Segment Open

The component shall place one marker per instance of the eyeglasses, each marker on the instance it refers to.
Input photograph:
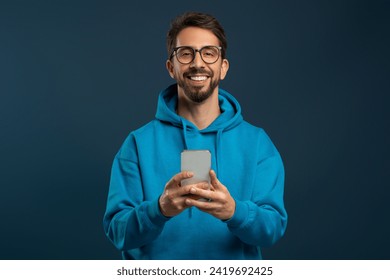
(186, 54)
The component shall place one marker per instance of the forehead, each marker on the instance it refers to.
(196, 37)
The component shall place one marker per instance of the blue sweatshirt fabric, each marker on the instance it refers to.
(245, 161)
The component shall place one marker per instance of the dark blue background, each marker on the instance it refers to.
(77, 76)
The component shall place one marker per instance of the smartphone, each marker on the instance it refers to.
(198, 162)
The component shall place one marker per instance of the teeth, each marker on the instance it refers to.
(198, 78)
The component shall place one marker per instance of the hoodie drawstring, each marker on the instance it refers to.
(184, 134)
(186, 148)
(218, 149)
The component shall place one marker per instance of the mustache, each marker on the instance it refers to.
(195, 71)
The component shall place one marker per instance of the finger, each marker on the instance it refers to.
(207, 194)
(203, 205)
(176, 180)
(214, 180)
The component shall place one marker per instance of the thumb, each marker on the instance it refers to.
(214, 180)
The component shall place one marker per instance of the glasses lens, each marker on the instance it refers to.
(210, 54)
(185, 55)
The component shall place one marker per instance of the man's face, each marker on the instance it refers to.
(197, 80)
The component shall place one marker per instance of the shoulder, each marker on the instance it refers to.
(262, 139)
(129, 146)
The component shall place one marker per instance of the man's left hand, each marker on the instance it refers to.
(221, 204)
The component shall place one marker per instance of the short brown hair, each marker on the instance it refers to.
(195, 19)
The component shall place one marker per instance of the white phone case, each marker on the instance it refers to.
(198, 162)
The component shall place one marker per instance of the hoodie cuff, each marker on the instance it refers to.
(154, 214)
(240, 215)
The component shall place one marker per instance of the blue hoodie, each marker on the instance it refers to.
(245, 161)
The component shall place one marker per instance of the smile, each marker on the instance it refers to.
(198, 78)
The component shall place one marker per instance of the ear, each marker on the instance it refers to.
(169, 66)
(224, 68)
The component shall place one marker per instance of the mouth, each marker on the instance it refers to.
(198, 78)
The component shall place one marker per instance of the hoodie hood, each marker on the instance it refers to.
(229, 118)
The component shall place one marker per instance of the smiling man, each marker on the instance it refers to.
(149, 214)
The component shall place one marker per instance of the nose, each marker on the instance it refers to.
(198, 61)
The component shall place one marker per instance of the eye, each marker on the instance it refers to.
(209, 52)
(184, 52)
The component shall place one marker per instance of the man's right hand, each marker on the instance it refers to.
(172, 200)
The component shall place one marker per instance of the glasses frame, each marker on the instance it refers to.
(174, 52)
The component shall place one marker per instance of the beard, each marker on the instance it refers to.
(198, 94)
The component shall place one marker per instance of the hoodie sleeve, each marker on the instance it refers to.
(262, 220)
(129, 221)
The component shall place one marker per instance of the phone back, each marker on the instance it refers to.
(198, 162)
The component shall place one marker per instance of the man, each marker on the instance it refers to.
(149, 214)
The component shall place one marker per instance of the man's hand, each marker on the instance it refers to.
(172, 201)
(221, 204)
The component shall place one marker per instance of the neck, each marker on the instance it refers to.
(200, 114)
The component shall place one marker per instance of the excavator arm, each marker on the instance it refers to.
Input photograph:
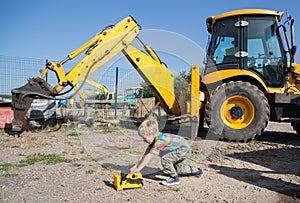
(99, 86)
(104, 46)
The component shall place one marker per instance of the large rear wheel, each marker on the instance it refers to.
(238, 111)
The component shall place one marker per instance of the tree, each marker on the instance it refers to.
(182, 81)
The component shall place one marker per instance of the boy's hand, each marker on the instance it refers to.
(134, 170)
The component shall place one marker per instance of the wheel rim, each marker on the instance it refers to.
(237, 112)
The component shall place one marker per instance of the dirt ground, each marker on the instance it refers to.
(263, 170)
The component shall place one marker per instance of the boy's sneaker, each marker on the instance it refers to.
(171, 181)
(198, 173)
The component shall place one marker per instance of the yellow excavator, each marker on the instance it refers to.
(250, 75)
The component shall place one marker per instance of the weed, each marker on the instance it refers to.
(89, 171)
(5, 166)
(74, 134)
(44, 158)
(177, 189)
(8, 175)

Segment Closed

Only the lines from the one containing "The component shall place one marker per instance of the wheel" through the last line of the records should appear, each written out exactly.

**RESPONSE FOR THIS EXERCISE:**
The component shall place one marker per instance of the wheel rim, each marker on the instance it refers to.
(237, 112)
The component shall place one marker per instance of the dirt ground, each marker on the instance it refers to.
(263, 170)
The component shall place one marker per instance of the boy's sneaker, each marker on the instance it refers to.
(171, 181)
(198, 173)
The component shall place one marker per instance of the yellow excavator, each marker on the instance it refers to.
(250, 75)
The component shall place one marker per instance of the weed, each marker on the instance it refers to.
(89, 171)
(5, 166)
(74, 134)
(44, 158)
(177, 189)
(8, 175)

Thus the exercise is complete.